■ Passage to read ■
::::
This makes it look and feel very much like an upright vacuum cleaner and does indeed make it very comfortable to use.
As the weight is centred at the base, there’s virtually no strain on your wrist, great for those who find the weight balance of stick vacuums difficult to manage.
It also means that the Triflex HX1 can stand up on its own. This is a major bonus since you have to lay most stick vacuums down or balance them against the wall if you stop using them for a moment.
There are a couple of minor downsides to this vacuum.
Its dustbin is slightly smaller than those of competing brands and, at 3.42 kg, it’s a little on the heavy side.
That said, if you’re using it in comfort mode, this isn’t an issue.
The accessories you get are also a little basic and don’t quite match the innovative design of the vacuum itself.
However, Miele has clearly thought hard about usability with its first stick vacuum and, whilst there’s room for some small improvements, it’s still an excellent product with great cleaning power, and a stylish, sturdy finish.
Stick vacuums have a good few benefits over corded cleaners, but they’re not without their drawbacks.
Let's take a look at the pros and cons:
They’re convenient – The major benefit of cordless stick vacuums is the freedom they bring. Corded appliances not only tie you to a plug point, making an already taxing job more of a hassle, but they’re also an effort to drag out in the first place. By contrast, cordless stick vacuums can be used anywhere, and are easily pulled out for a quick spring clean, or to clear up the odd bit of dirt as and when you need to.
They’re versatile – Cordless stick vacuums easily convert from an upright style machine to a handheld device, making them ideal for cleaning around tight spots, on shelving and reaching up to the ceiling, as well as easily cleaning stairs, upholstery and even your car. The best cordless stick vacuums also come with a range of attachments specifically designed for such tasks. Whilst corded models also have attachments, their bulk and reliance on a power source make them far less versatile.
They’re lightweight – Despite advancements in design, corded vacuums remain cumbersome and carry far more weight than their cordless counterparts. Vacuuming is a physical task, so the lightweight nature of stick vacuums is a welcome relief.
They have less power – Stick vacuums work on lithium-ion batteries. These are far more powerful these days than they were several years ago but even the best cordless vacuum will struggle to match the suction power of a corded model. However, technological advancements around airflow, particularly from industry giant Dyson, mean that many stick vacuums now perform exceptionally well.
They’re pricey – You’ll pay more for a cordless vacuum than a cylinder or upright corded model. We’ve tried to include a range of price points in our review to cater for every budget, but the cheaper you go, the more you’re likely to compromise on cleaning performance.
They have short battery lives – The longest battery life we found in our best cordless vacuum review is one hour. If you have a large house, you’re not going to get very far on that. However, they’re not meant as a replacement for your corded vacuum. They’re designed for the convenience clean, and most batteries give enough run time to tackle a room or two sufficiently.
::::
■ Dataset excerpts ■
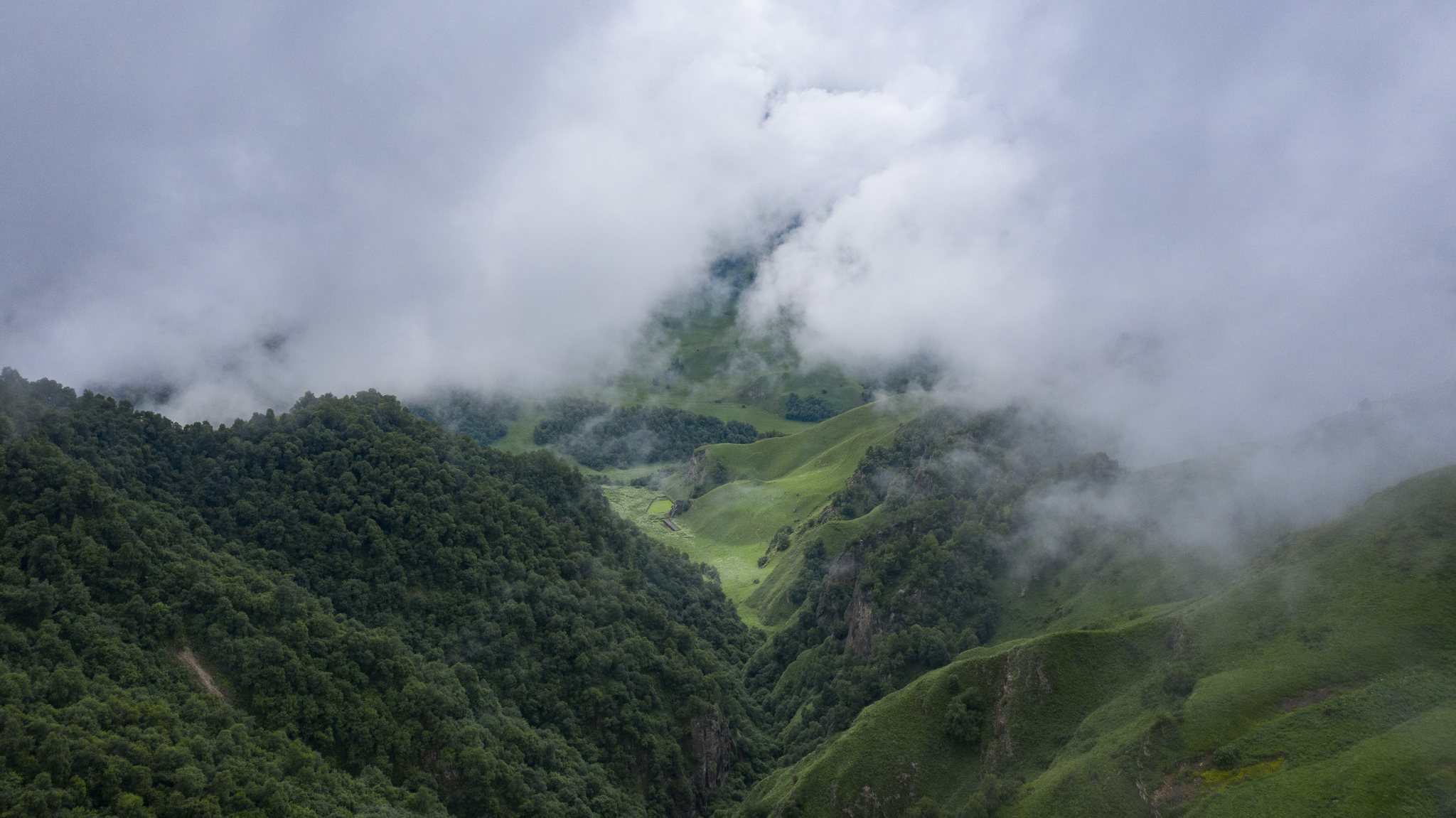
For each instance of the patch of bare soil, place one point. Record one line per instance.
(1183, 783)
(188, 658)
(1292, 704)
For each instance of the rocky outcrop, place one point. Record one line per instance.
(714, 751)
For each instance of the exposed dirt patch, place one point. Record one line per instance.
(1183, 783)
(1292, 704)
(188, 658)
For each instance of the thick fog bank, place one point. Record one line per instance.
(1190, 226)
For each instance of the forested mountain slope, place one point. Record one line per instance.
(398, 618)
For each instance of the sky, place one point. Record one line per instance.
(1190, 225)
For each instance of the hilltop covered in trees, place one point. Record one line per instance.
(400, 619)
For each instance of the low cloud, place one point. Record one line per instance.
(1184, 226)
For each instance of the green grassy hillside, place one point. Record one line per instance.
(771, 483)
(1321, 682)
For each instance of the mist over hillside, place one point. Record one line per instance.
(727, 411)
(1190, 227)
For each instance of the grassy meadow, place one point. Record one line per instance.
(1320, 682)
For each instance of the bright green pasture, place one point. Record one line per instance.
(1322, 682)
(778, 482)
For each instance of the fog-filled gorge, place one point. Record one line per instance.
(744, 411)
(1199, 227)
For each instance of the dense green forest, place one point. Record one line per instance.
(395, 618)
(810, 409)
(354, 608)
(599, 436)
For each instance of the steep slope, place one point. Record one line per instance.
(395, 616)
(1321, 682)
(754, 490)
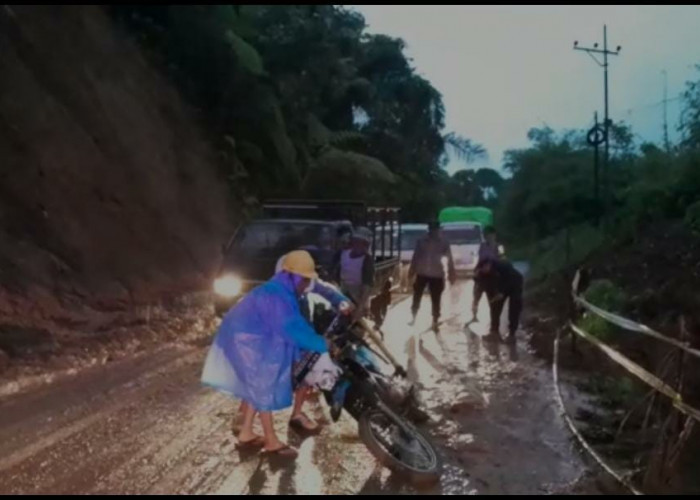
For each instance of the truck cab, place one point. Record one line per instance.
(320, 227)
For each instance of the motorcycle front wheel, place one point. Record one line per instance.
(399, 446)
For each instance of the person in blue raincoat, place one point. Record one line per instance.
(257, 343)
(299, 421)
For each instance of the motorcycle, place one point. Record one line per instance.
(379, 402)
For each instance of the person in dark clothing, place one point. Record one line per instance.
(500, 281)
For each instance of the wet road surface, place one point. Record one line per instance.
(145, 425)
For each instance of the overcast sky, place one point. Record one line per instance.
(504, 69)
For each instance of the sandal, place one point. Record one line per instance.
(255, 443)
(285, 451)
(297, 424)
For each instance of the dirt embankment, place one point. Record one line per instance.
(659, 274)
(109, 196)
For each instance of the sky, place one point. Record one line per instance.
(505, 69)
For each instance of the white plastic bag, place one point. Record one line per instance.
(324, 374)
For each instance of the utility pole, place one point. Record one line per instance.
(606, 123)
(595, 137)
(667, 144)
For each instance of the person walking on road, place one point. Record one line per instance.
(428, 268)
(487, 250)
(501, 281)
(355, 270)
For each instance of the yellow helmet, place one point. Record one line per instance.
(301, 263)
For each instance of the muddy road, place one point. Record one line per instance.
(145, 425)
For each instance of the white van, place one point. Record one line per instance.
(465, 239)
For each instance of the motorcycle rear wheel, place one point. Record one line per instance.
(399, 446)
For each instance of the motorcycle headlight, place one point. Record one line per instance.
(228, 286)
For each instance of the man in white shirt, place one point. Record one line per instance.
(428, 268)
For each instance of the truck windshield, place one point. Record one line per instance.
(409, 238)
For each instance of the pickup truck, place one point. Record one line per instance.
(321, 227)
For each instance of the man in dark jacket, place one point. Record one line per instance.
(501, 281)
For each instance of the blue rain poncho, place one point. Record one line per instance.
(258, 341)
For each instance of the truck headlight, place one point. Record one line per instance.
(228, 286)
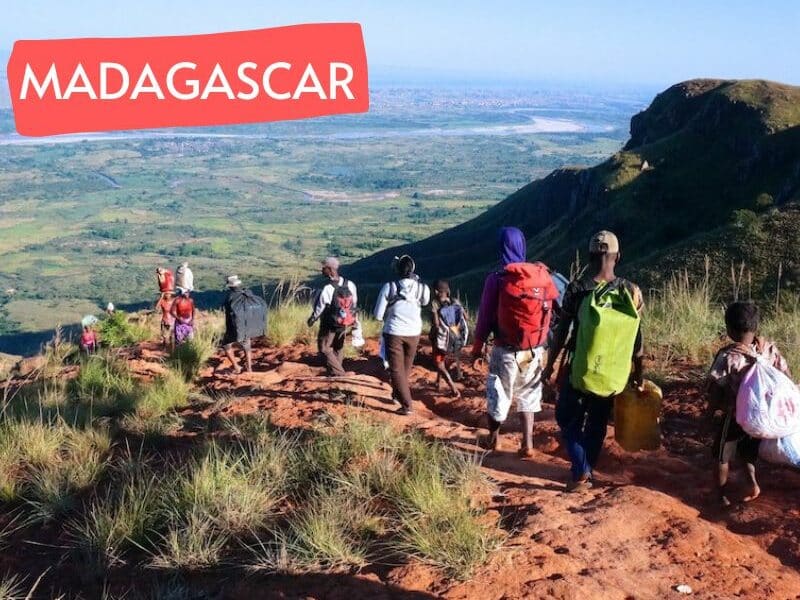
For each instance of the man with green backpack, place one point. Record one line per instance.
(600, 331)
::::
■ Brief ■
Update the stretch of the cordless vacuum review from "They’re versatile –" through "a welcome relief." by putting "unwieldy" in place of "cumbersome", and write out that stretch in full.

■ Finished task ■
They’re versatile – Cordless stick vacuums easily convert from an upright style machine to a handheld device, making them ideal for cleaning around tight spots, on shelving and reaching up to the ceiling, as well as easily cleaning stairs, upholstery and even your car. The best cordless stick vacuums also come with a range of attachments specifically designed for such tasks. Whilst corded models also have attachments, their bulk and reliance on a power source make them far less versatile.
They’re lightweight – Despite advancements in design, corded vacuums remain unwieldy and carry far more weight than their cordless counterparts. Vacuuming is a physical task, so the lightweight nature of stick vacuums is a welcome relief.